Set exercise >> Transcribe only the stretch of lines that opens with the line containing "Where can the blue tap" and closes with the last line of the listing, skipping pictures.

Supplied data >>
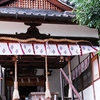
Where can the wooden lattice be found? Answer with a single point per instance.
(36, 4)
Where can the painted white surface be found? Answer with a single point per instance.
(83, 57)
(88, 93)
(97, 89)
(53, 29)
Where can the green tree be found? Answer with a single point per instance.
(87, 13)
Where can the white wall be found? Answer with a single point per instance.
(53, 29)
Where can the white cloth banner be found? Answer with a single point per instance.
(45, 49)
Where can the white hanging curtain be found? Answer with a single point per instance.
(56, 49)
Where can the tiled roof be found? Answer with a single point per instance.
(35, 12)
(67, 3)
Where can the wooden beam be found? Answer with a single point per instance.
(4, 1)
(60, 5)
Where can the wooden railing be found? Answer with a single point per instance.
(71, 85)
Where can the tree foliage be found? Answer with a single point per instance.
(87, 13)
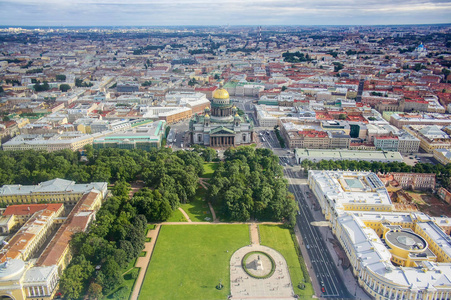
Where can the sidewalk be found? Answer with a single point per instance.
(143, 262)
(326, 232)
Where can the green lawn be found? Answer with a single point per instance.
(177, 216)
(198, 209)
(188, 261)
(128, 281)
(279, 238)
(209, 169)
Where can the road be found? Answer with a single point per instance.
(321, 261)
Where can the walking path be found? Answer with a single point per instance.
(204, 185)
(213, 214)
(346, 275)
(243, 286)
(143, 262)
(255, 237)
(185, 214)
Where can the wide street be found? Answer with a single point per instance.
(321, 262)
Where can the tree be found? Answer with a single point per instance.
(64, 87)
(95, 291)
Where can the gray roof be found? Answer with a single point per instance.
(52, 186)
(37, 274)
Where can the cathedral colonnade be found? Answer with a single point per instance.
(219, 141)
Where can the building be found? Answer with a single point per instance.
(349, 191)
(387, 143)
(169, 114)
(22, 276)
(127, 88)
(221, 126)
(17, 215)
(317, 155)
(55, 190)
(393, 255)
(431, 137)
(444, 194)
(415, 181)
(403, 119)
(194, 100)
(443, 156)
(143, 137)
(72, 140)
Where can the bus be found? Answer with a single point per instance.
(172, 136)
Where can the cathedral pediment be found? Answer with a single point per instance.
(222, 130)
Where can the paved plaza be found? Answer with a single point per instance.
(243, 286)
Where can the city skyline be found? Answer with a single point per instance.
(223, 12)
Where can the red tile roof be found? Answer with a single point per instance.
(29, 209)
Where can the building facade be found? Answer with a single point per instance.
(402, 256)
(221, 126)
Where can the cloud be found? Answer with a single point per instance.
(221, 12)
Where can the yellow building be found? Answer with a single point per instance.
(56, 190)
(402, 256)
(22, 278)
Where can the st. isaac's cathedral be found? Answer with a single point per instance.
(221, 126)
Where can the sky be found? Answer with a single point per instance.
(222, 12)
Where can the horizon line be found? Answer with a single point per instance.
(236, 25)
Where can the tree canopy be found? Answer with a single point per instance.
(250, 184)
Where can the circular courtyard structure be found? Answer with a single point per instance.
(258, 264)
(259, 272)
(405, 245)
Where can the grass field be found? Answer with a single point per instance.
(128, 281)
(198, 209)
(209, 169)
(279, 238)
(188, 261)
(177, 216)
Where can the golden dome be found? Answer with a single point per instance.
(221, 94)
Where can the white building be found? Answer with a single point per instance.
(393, 255)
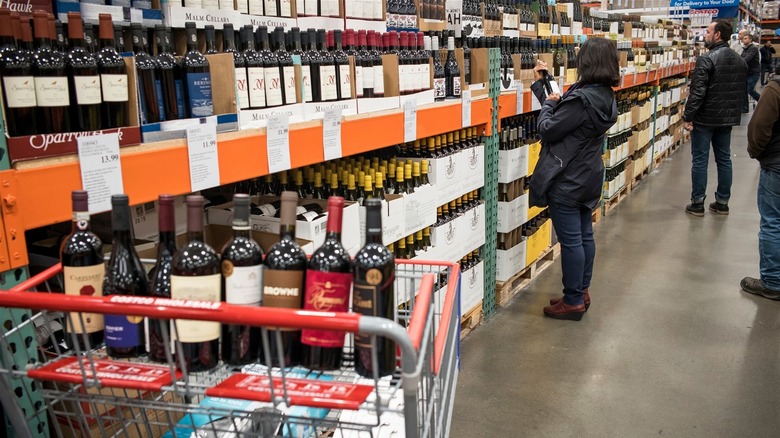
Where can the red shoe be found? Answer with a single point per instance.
(585, 294)
(561, 310)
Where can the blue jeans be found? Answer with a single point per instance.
(769, 230)
(752, 80)
(720, 136)
(578, 249)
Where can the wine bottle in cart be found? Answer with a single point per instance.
(242, 280)
(328, 283)
(283, 285)
(83, 271)
(125, 275)
(160, 279)
(196, 276)
(374, 295)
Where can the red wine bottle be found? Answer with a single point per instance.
(18, 81)
(113, 77)
(373, 294)
(125, 275)
(52, 93)
(195, 276)
(283, 284)
(328, 283)
(160, 278)
(242, 279)
(84, 78)
(83, 270)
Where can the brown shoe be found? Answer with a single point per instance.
(565, 311)
(585, 294)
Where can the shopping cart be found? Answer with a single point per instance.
(85, 393)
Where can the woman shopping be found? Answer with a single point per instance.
(569, 175)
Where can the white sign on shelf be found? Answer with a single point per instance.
(203, 156)
(101, 169)
(331, 133)
(278, 143)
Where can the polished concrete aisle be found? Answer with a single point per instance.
(670, 346)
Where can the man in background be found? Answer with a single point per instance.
(764, 146)
(717, 93)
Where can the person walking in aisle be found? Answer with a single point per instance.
(750, 55)
(568, 176)
(764, 146)
(766, 61)
(716, 95)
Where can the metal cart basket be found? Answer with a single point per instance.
(52, 390)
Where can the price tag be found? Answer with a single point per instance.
(204, 159)
(278, 142)
(410, 120)
(519, 98)
(331, 133)
(466, 108)
(101, 169)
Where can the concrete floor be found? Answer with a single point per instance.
(670, 346)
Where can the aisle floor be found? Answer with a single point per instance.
(670, 346)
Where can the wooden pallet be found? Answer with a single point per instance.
(506, 290)
(470, 320)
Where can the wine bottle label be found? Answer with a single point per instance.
(201, 288)
(346, 82)
(114, 87)
(19, 91)
(256, 84)
(289, 84)
(273, 86)
(306, 81)
(439, 88)
(326, 292)
(359, 84)
(379, 79)
(84, 281)
(242, 92)
(123, 331)
(242, 284)
(328, 82)
(52, 91)
(270, 8)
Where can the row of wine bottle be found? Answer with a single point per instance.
(241, 275)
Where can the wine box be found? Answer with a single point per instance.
(30, 147)
(223, 92)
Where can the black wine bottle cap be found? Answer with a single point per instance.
(80, 200)
(120, 212)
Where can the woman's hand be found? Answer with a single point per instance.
(540, 66)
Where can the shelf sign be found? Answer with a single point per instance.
(101, 169)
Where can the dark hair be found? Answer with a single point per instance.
(725, 29)
(598, 62)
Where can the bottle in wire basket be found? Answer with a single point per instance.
(196, 276)
(160, 279)
(374, 294)
(328, 283)
(242, 280)
(125, 275)
(283, 285)
(83, 270)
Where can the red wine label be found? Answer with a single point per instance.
(52, 91)
(326, 292)
(87, 89)
(85, 281)
(200, 288)
(283, 289)
(114, 87)
(19, 91)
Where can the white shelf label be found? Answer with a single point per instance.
(203, 156)
(101, 169)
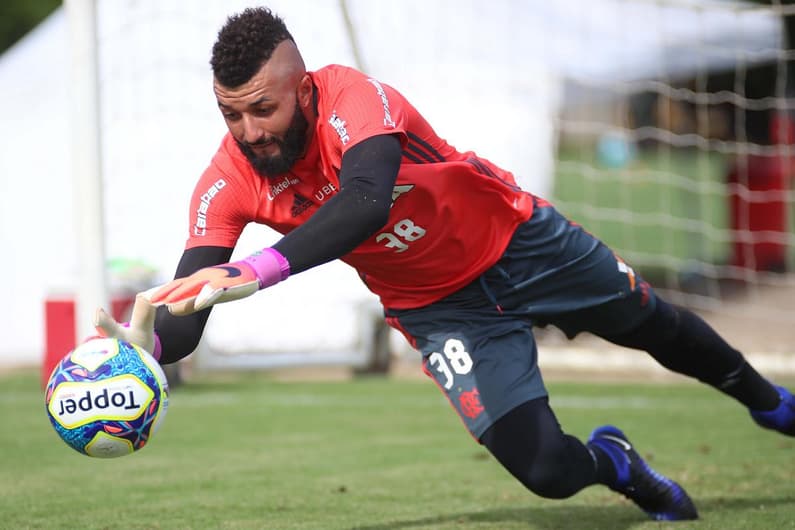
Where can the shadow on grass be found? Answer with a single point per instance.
(562, 517)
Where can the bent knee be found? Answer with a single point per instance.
(549, 481)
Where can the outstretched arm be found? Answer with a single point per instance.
(367, 177)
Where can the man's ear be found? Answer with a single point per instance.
(304, 91)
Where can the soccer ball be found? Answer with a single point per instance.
(107, 398)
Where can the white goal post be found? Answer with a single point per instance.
(628, 126)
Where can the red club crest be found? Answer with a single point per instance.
(471, 407)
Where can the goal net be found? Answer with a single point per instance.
(664, 127)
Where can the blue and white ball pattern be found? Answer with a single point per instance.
(107, 398)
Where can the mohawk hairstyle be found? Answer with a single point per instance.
(245, 43)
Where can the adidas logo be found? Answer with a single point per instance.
(300, 205)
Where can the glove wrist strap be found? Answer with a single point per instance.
(269, 265)
(157, 350)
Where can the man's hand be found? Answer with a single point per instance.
(205, 287)
(140, 330)
(221, 283)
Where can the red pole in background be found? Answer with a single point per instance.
(758, 203)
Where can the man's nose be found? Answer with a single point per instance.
(252, 132)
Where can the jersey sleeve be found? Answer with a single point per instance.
(222, 204)
(366, 108)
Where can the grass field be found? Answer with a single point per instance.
(249, 452)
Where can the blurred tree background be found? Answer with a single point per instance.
(17, 17)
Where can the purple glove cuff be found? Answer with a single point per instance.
(269, 266)
(157, 351)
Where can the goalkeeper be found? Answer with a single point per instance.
(464, 262)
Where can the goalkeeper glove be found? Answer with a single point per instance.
(221, 283)
(140, 330)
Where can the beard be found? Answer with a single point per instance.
(291, 148)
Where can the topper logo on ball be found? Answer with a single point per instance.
(118, 398)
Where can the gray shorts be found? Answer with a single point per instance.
(477, 344)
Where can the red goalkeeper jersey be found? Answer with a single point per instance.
(452, 216)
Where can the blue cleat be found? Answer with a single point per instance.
(660, 497)
(782, 418)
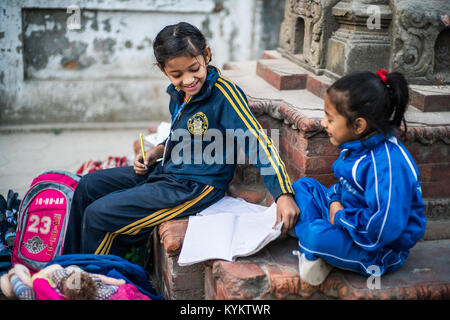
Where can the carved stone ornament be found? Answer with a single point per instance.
(305, 31)
(421, 46)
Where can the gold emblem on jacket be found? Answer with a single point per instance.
(198, 124)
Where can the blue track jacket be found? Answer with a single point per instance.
(207, 135)
(380, 190)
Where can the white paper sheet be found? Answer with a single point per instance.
(228, 229)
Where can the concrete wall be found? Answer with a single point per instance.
(104, 70)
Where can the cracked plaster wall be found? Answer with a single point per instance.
(104, 71)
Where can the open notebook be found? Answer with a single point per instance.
(228, 229)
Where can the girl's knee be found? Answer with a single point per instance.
(312, 236)
(303, 183)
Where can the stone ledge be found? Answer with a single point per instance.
(273, 274)
(281, 75)
(430, 98)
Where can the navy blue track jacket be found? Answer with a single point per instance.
(379, 187)
(211, 128)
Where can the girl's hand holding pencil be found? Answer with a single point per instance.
(145, 159)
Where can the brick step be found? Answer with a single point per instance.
(437, 211)
(286, 75)
(273, 274)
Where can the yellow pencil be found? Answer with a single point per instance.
(142, 147)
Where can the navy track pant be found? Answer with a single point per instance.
(318, 238)
(114, 209)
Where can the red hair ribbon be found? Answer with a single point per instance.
(382, 74)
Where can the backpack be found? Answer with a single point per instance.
(42, 219)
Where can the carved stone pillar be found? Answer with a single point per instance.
(362, 40)
(305, 31)
(421, 40)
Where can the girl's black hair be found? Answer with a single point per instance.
(177, 40)
(364, 94)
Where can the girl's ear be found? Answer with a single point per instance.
(208, 54)
(360, 125)
(161, 68)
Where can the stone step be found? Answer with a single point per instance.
(430, 98)
(273, 274)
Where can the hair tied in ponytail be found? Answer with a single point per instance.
(382, 74)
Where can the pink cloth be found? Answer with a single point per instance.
(128, 292)
(44, 290)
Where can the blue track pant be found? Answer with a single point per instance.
(318, 238)
(113, 209)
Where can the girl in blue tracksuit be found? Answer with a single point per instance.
(116, 208)
(369, 220)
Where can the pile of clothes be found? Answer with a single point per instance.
(8, 225)
(79, 277)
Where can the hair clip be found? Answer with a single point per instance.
(382, 74)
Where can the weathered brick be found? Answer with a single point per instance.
(283, 282)
(237, 190)
(235, 280)
(317, 85)
(279, 79)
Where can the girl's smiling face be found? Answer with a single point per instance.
(187, 73)
(337, 127)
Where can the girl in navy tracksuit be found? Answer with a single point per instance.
(369, 220)
(116, 208)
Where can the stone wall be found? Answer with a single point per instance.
(103, 69)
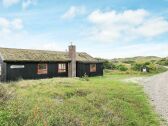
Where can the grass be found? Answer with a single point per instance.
(99, 101)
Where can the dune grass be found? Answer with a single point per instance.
(100, 101)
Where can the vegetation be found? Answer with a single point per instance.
(97, 101)
(135, 65)
(163, 61)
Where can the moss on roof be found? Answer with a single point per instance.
(10, 54)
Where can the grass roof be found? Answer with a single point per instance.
(10, 54)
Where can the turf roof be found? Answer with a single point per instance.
(10, 54)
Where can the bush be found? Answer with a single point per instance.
(163, 62)
(5, 95)
(109, 65)
(122, 67)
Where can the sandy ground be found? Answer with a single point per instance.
(157, 89)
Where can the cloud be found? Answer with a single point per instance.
(7, 26)
(133, 50)
(8, 3)
(73, 12)
(27, 3)
(114, 26)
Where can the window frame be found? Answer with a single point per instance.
(63, 68)
(42, 71)
(93, 70)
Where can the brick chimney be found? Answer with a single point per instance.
(72, 64)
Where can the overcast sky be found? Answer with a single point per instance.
(102, 28)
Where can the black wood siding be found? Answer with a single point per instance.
(83, 68)
(30, 71)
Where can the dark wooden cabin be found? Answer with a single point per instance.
(37, 64)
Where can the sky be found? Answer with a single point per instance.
(102, 28)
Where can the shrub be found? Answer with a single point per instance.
(109, 65)
(122, 67)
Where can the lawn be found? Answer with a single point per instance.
(97, 101)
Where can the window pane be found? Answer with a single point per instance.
(92, 67)
(61, 67)
(42, 66)
(42, 69)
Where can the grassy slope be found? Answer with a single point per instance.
(101, 101)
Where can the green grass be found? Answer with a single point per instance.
(101, 101)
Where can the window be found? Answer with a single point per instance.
(61, 68)
(42, 69)
(92, 67)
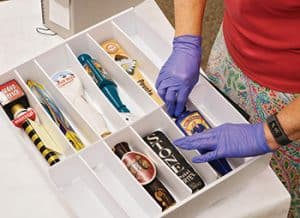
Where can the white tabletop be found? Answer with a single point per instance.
(25, 192)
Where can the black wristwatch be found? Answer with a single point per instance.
(277, 131)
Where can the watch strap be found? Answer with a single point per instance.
(277, 131)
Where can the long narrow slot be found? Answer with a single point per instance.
(115, 177)
(158, 120)
(84, 192)
(97, 98)
(77, 122)
(129, 92)
(177, 188)
(144, 37)
(113, 32)
(44, 120)
(62, 60)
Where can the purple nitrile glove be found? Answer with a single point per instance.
(228, 140)
(180, 73)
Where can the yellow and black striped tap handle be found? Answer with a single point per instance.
(51, 157)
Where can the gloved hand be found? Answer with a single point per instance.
(180, 73)
(228, 140)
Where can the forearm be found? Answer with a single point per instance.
(188, 16)
(289, 118)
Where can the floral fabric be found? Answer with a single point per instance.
(259, 102)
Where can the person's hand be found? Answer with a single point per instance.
(180, 73)
(228, 140)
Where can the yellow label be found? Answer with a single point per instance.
(48, 141)
(113, 48)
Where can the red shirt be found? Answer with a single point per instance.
(263, 38)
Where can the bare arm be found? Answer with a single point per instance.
(289, 118)
(188, 16)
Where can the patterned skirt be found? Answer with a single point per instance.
(259, 102)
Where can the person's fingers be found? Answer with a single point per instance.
(170, 101)
(209, 156)
(162, 93)
(200, 141)
(181, 101)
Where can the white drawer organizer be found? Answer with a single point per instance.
(93, 182)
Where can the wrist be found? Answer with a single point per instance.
(189, 43)
(270, 140)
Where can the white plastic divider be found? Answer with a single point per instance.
(52, 129)
(96, 98)
(145, 38)
(212, 113)
(44, 120)
(175, 185)
(33, 71)
(66, 61)
(84, 192)
(113, 31)
(159, 120)
(129, 92)
(124, 188)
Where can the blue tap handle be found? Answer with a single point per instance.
(107, 86)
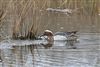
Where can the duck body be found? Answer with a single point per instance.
(58, 36)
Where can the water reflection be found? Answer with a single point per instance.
(52, 54)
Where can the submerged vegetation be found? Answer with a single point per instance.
(25, 19)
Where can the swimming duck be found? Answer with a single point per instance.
(49, 36)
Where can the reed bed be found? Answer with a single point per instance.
(24, 19)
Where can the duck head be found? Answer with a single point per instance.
(49, 35)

Result >>
Where can the blue tap handle be found? Answer with a single point per instance.
(107, 86)
Where can the duck body be found? Answer with a single point per instance.
(58, 36)
Where can the water reflection be found? Answer with a single point per instance.
(52, 54)
Where can the submerged vegetation be found? Answer with a single point per instance.
(25, 19)
Where can the swimming duck be found? Answer with a single point per instance.
(49, 36)
Where can the reed bed be found? Answer with a single point per instance.
(24, 19)
Where can the duck head be found? Answer with a single point per instance.
(49, 35)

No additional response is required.